- Task set
A. Duplicate the part of the pulse charging text starting with "It is an object" and going on through "the battery voltage.".
B. Pick up the pulse charging text after its final sentence and continue writing it.

- Document section
________________________
Pulse charging control section 15 has a configuration comprising a control section 40 composed of switch elements and so forth; a reference voltage generation section 41 that generates a charging control voltage as a reference voltage based on control by control section 40; a voltage comparison section 42 that calculates an average battery voltage Vbatt_ave of battery voltage Vbatt of secondary battery 11 in a stipulated period extending from the present into the past based on battery voltage detection section 13 detection results, and compares the obtained value with the reference voltage; a latch section 43 that latches the fact that average battery voltage Vbatt_ave has become greater than or equal to the charging control voltage as a result of a voltage comparison; a period timer setting section 44 that sets a charging period T; and a duty timer setting section 45 that sets an on-duty time D×T determined by the product of a stipulated charging period T and on-duty factor D.

When charging is started, period T is set by period timer setting section 44 and on-duty time D×T is set by duty timer setting section 45. In accordance with the set period T and on-duty time D×T, switch section 12 repeats on/off operations, and operation is performed so that decreasing of on-duty factor D begins from period T immediately after it is detected that average battery voltage Vbatt_ave is greater than or equal to the reference voltage generated by reference voltage generation section 41, and charging is terminated when on-duty factor D becomes less than a stipulated value. A pulse charging apparatus with the above-described configuration can charge secondary battery 11 with a simpler configuration than a pulse charging apparatus that uses a DC-DC converter. Also, since charging is controlled by turning the supplied current on and off, charging can be performed with less heat generation than a pulse charging apparatus that uses a dropper type constant-voltage control circuit.

There is an appropriate value for a charging current supplied to a secondary battery, according to the type and battery voltage of the secondary battery. If a charging current exceeding the appropriate value is supplied, there is a risk of the secondary battery deteriorating. Also, if the charging current is too far below the appropriate value, there is a problem of the charging time becoming lengthy.

Although the pulse charging apparatus described in Patent Document 1 enables a short charging time to be achieved inexpensively and with little heat generation, since on/off control of the charging current supplied to the secondary battery is based on the secondary battery's battery voltage detection results, fine charging current control such that the average charging current coincides with the appropriate value is difficult. Therefore, depending on the connected power supply, there is a risk that the charging current will greatly exceed the appropriate value and deterioration of the secondary battery will be caused.

SUMMARY OF THE INVENTION

It is an object of the present invention to provide a pulse charging apparatus that enables the charging current to be finely controlled according to the battery voltage.
________________________
- Record set
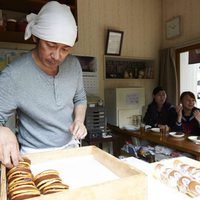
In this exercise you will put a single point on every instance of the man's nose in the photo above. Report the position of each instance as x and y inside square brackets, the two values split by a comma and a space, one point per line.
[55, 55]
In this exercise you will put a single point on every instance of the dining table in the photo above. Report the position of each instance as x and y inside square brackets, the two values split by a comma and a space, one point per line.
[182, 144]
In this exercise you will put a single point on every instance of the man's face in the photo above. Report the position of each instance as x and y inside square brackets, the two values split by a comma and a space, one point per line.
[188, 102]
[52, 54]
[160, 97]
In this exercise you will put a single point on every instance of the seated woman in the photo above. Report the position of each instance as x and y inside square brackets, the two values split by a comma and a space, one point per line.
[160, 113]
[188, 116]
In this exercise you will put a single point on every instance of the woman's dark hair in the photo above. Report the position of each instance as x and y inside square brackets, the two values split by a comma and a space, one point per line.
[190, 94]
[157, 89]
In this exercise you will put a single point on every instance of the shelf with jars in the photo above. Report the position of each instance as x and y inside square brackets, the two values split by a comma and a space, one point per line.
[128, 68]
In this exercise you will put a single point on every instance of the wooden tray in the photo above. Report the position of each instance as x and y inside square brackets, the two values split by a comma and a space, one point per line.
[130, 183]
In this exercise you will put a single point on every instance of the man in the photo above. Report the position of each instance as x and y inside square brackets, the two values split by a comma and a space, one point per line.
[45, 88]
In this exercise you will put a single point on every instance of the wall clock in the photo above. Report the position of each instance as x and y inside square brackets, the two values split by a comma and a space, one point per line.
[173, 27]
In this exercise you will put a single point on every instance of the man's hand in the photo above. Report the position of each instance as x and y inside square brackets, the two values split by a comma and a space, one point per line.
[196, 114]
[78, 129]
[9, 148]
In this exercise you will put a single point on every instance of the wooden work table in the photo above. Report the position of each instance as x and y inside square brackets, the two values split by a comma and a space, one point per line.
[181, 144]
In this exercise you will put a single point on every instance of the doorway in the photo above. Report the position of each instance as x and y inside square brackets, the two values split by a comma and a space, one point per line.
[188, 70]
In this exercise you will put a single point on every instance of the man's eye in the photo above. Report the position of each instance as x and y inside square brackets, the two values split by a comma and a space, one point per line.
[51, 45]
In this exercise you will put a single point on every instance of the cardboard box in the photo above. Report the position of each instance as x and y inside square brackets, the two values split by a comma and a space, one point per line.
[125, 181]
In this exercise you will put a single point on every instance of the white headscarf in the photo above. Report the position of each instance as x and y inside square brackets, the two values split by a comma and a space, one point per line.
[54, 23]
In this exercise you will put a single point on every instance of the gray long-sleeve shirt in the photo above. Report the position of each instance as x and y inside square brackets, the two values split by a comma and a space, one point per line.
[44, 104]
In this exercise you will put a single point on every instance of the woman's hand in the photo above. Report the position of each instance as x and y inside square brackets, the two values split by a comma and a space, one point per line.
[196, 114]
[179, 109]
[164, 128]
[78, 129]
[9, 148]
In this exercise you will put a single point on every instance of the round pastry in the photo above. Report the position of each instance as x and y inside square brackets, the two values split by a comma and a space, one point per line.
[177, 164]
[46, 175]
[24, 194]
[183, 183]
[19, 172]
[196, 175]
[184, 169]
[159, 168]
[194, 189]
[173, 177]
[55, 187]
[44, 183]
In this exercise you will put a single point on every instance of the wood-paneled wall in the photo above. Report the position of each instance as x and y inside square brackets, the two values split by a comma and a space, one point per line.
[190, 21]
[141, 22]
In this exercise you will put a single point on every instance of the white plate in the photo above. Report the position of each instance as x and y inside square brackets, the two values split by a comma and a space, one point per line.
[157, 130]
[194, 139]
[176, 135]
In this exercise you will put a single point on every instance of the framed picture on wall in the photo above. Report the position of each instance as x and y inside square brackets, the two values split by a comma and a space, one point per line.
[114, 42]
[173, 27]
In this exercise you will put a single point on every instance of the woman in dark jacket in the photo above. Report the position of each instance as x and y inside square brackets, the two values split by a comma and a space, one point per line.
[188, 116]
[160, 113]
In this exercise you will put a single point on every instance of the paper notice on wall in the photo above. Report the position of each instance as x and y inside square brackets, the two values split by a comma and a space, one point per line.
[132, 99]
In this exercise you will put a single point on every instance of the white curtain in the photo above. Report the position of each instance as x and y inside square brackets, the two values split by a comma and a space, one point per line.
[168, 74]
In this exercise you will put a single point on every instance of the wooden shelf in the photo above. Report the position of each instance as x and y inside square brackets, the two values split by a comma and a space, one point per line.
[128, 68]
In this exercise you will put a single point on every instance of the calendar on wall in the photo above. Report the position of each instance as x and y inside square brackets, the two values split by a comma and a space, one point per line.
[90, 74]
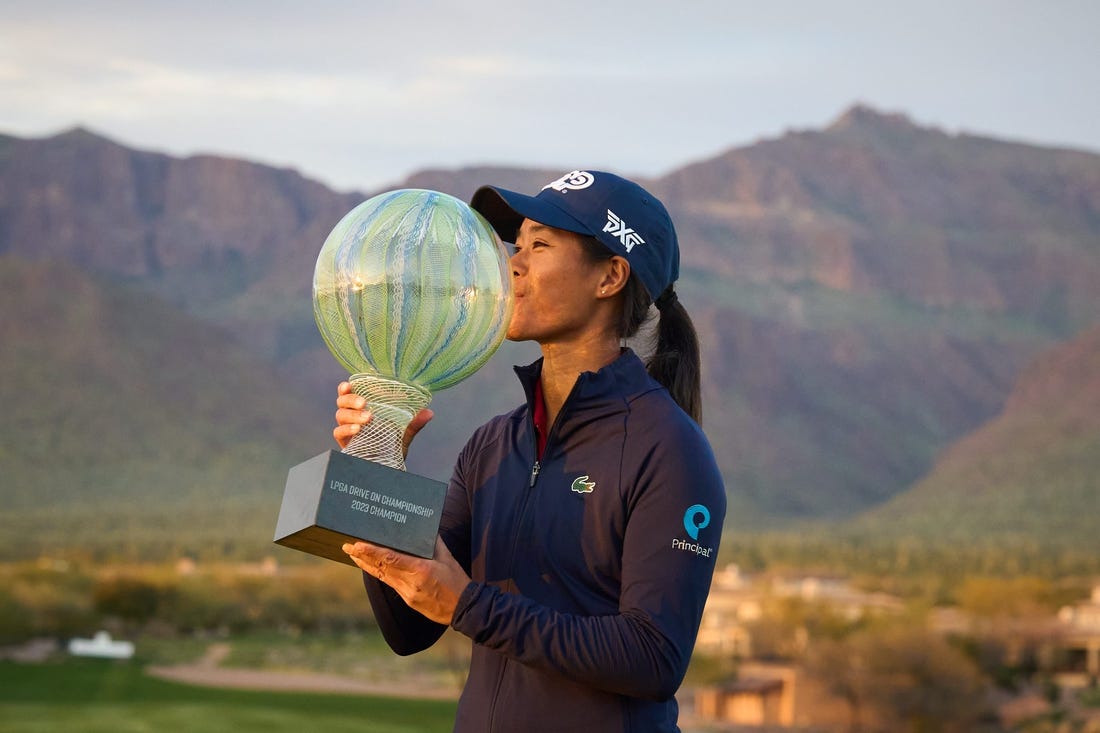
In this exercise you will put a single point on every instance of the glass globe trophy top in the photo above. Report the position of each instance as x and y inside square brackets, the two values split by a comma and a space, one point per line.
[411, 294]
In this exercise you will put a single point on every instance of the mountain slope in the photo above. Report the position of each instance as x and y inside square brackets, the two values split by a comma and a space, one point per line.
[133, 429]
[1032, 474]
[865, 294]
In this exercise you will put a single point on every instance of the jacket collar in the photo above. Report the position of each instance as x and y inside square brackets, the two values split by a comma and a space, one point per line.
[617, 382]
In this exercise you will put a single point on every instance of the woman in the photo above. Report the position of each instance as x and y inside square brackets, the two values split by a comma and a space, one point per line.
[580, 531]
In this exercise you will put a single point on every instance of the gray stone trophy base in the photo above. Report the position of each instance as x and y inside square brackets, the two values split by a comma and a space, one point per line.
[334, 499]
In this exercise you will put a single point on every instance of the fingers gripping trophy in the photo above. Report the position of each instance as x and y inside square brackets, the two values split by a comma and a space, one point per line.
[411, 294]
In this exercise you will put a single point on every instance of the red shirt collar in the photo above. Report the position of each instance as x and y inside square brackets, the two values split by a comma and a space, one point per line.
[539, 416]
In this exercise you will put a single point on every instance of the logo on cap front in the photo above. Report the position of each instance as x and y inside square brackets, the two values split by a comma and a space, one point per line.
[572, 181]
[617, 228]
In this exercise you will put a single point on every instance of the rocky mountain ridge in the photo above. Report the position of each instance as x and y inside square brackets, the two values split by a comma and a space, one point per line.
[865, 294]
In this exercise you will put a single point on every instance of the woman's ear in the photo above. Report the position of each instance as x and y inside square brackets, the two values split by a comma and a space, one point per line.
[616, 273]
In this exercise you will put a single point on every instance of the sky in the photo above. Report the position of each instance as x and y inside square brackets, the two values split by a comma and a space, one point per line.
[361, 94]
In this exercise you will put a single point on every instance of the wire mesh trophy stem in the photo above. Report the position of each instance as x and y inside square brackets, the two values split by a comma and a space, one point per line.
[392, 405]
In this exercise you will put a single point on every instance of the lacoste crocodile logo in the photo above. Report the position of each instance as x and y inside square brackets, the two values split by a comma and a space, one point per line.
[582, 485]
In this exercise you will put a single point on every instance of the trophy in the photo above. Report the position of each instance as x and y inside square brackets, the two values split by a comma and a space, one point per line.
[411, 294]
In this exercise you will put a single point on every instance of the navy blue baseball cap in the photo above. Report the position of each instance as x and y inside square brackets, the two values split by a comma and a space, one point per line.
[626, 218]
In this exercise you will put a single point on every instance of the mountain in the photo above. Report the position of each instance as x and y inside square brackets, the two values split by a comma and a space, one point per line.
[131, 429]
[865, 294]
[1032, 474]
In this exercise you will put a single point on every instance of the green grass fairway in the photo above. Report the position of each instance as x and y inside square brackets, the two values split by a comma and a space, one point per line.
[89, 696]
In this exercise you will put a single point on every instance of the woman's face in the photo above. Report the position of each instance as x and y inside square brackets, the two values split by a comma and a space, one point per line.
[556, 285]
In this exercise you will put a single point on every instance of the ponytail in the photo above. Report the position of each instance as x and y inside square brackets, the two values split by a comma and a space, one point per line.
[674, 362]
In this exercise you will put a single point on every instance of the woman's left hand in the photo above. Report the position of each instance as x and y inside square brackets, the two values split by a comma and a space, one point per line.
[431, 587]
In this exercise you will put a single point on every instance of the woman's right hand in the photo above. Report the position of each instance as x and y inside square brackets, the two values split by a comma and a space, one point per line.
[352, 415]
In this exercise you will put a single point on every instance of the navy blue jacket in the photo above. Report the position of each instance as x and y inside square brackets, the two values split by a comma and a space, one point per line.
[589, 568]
________________________
- Responses by task
A.
It is an object of the present invention to provide a pulse charging apparatus that enables the charging current to be finely controlled according to the battery voltage.

B.
According to an aspect of the invention, a pulse charging apparatus includes: a switch section that turns a charging current from a direct-current source on and off; a current detection section that detects the charging current; an averaging section that averages output of the current detection section; a reference signal generation section that generates a reference signal; a comparison section that compares output of the averaging section with the reference signal; and a control section that controls the switch section based on output of the comparison section.

According to another aspect of the invention, a pulse charging apparatus includes: a switch section that turns a charging current from a direct-current source on and off; a current detection section that detects the charging current; a voltage averaging section that smoothes output of the current detection section; a triangular wave generation section that generates a triangular wave signal; a comparison section that compares output of the voltage averaging section with the triangular wave signal; and a control section that controls the switch section based on output of the comparison section.

BRIEF DESCRIPTION OF THE DRAWINGS

The above and other objects and features of the invention will appear more fully hereinafter from a consideration of the following description taken in conjunction with the accompanying drawing wherein one example is illustrated by way of example, in which:

FIG. 1 is a block diagram showing the configuration of an electronic device that uses a battery pack containing a conventional pulse charging apparatus;

FIG. 2 is a block diagram showing the configuration of a pulse charging apparatus according to Embodiment 1 of the present invention;

FIG. 3 is a circuit diagram showing the detailed configuration of a pulse charging apparatus according to above Embodiment 1;

FIG. 4 is a characteristic graph showing the output characteristic of an external power supply of a pulse charging apparatus according to above Embodiment 1;

FIG. 5 shows operational waveform diagrams of each section of a pulse charging apparatus according to above Embodiment 1;

FIG. 6 is a block diagram showing the configuration of a pulse charging apparatus according to Embodiment 2 of the present invention;

FIG. 7 is a circuit diagram showing the detailed configuration of a pulse charging apparatus according to above Embodiment 2; and

FIG. 8 shows operational waveform diagrams of each section of a pulse charging apparatus according to above Embodiment 2.

DESCRIPTION OF THE PREFERRED EMBODIMENTS

With reference now to the accompanying drawings, embodiments of the present invention will be explained in detail below.

Embodiment 1

FIG. 2 is a block diagram showing the configuration of a pulse charging apparatus according to Embodiment 1 of the present invention. This embodiment is an example in which a pulse charging apparatus is applied to a battery pack installed in a portable device.

In FIG. 2, reference number 100 denotes a battery pack that includes a pulse charging apparatus, reference number 200 denotes a portable device such as a mobile phone equipped with a load circuit 201, and reference number 300 denotes an AC adapter that has the capability of supplying a charging current Ichg as a charging power supply. A direct-current voltage Vin output from AC adapter 300 is supplied to portable device 200, and a charging current is supplied to battery pack 100.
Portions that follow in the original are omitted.